:: TEXT SHOWN ::
··········

Geoffrey Sea holds a bachelor’s degree in History and Science from Harvard. He did graduate work in Science, Technology, and Society at MIT and in radiological health physics at San Jose State University. He is co-founder of Southern Ohio Neighbors Group, which successfully defeated plans for the centralized storage of spent nuclear fuel at Piketon, Ohio. He is the director of Adena Core, a historic preservation group in Portsmouth, Ohio. He has published in the American Scholar, the Columbia Journalism Review, the Bulletin of the Atomic Scientists, and many newspapers. He can be contacted via email at SargentsPigeon@aol.com
Restoration of power systems to the reactor complex and reported success in bringing temperatures down, along with the development of contingency plans, make it very unlikely that we will see any large plumes of the nasty stuff — cesium and iodine — on anything like a Chernobyl scale. Therefore, those outside Japan should relax as regards their own vulnerability. There is nothing that Californians or Hawaiians should be doing out of self-concern, and frankly, the run on potassium iodide pills in California is, if anything, making it harder to get those supplies to Japan. Health concerns should now focus entirely on Japan.

··········

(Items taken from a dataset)

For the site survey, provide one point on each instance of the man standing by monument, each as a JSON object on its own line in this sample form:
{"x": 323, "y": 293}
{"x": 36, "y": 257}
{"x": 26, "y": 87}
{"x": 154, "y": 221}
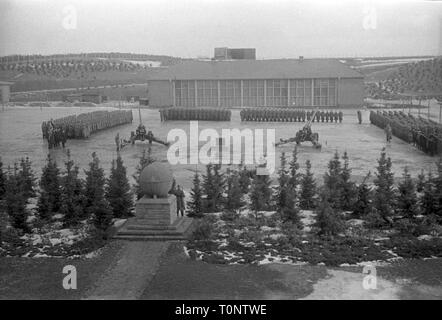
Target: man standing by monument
{"x": 181, "y": 207}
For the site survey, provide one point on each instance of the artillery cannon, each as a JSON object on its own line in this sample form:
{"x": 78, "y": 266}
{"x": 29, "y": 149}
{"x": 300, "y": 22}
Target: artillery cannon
{"x": 140, "y": 134}
{"x": 305, "y": 134}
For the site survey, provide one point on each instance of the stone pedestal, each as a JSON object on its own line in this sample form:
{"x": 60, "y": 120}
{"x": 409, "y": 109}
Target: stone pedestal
{"x": 156, "y": 219}
{"x": 158, "y": 211}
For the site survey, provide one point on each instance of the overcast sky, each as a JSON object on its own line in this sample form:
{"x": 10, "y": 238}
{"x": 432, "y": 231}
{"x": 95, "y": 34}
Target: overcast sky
{"x": 192, "y": 28}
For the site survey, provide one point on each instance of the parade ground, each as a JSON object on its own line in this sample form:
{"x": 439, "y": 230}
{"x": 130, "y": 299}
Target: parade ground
{"x": 145, "y": 270}
{"x": 20, "y": 136}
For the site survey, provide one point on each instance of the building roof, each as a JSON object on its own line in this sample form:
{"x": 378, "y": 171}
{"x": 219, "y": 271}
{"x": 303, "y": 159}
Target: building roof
{"x": 418, "y": 94}
{"x": 258, "y": 69}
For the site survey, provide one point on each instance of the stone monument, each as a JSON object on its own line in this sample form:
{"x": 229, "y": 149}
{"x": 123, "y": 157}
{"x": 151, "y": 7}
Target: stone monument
{"x": 156, "y": 212}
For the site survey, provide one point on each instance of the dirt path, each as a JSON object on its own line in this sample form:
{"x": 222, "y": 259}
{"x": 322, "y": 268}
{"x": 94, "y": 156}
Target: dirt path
{"x": 344, "y": 285}
{"x": 129, "y": 276}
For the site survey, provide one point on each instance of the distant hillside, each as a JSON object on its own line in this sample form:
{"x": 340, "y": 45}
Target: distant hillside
{"x": 37, "y": 72}
{"x": 423, "y": 76}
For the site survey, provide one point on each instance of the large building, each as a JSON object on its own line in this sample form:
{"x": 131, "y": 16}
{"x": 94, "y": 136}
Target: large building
{"x": 325, "y": 83}
{"x": 225, "y": 53}
{"x": 5, "y": 88}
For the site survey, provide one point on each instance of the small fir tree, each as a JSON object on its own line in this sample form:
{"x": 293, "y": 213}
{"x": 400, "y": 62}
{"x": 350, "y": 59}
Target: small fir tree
{"x": 118, "y": 192}
{"x": 282, "y": 193}
{"x": 420, "y": 181}
{"x": 428, "y": 198}
{"x": 208, "y": 189}
{"x": 438, "y": 190}
{"x": 49, "y": 202}
{"x": 294, "y": 174}
{"x": 333, "y": 182}
{"x": 15, "y": 200}
{"x": 234, "y": 192}
{"x": 145, "y": 160}
{"x": 363, "y": 206}
{"x": 96, "y": 204}
{"x": 384, "y": 195}
{"x": 219, "y": 183}
{"x": 328, "y": 221}
{"x": 196, "y": 195}
{"x": 348, "y": 188}
{"x": 407, "y": 199}
{"x": 244, "y": 179}
{"x": 72, "y": 197}
{"x": 260, "y": 193}
{"x": 27, "y": 177}
{"x": 308, "y": 189}
{"x": 2, "y": 180}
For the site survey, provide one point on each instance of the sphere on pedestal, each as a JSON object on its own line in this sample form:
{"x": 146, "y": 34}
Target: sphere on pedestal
{"x": 156, "y": 180}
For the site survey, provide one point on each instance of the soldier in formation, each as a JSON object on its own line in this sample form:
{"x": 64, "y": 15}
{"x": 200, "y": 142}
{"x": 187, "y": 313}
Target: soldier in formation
{"x": 289, "y": 115}
{"x": 425, "y": 134}
{"x": 200, "y": 114}
{"x": 81, "y": 126}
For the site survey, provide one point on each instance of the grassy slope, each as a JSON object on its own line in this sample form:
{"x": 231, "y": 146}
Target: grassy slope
{"x": 41, "y": 278}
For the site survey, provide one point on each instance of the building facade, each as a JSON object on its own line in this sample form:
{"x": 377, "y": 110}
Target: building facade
{"x": 302, "y": 83}
{"x": 5, "y": 89}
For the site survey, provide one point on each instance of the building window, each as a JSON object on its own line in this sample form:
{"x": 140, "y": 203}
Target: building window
{"x": 207, "y": 92}
{"x": 185, "y": 93}
{"x": 230, "y": 93}
{"x": 253, "y": 93}
{"x": 300, "y": 92}
{"x": 324, "y": 92}
{"x": 277, "y": 93}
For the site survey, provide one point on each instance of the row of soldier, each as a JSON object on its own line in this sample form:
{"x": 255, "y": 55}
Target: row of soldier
{"x": 55, "y": 134}
{"x": 83, "y": 125}
{"x": 290, "y": 115}
{"x": 203, "y": 114}
{"x": 425, "y": 134}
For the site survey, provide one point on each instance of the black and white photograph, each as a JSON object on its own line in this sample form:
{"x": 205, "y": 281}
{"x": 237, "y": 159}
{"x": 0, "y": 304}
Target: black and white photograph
{"x": 209, "y": 152}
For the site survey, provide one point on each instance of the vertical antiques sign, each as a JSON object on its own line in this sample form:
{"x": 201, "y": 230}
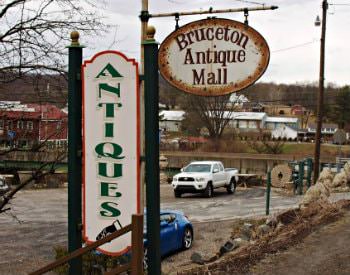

··········

:: ASSIGNMENT ::
Translate this sentence from the nuclear safety text into Spanish: "Health concerns should now focus entirely on Japan." These items come from a separate source, not from the nuclear safety text.

:: COMPLETED TASK ::
Las preocupaciones de salud ahora deberían centrarse por completo en Japón.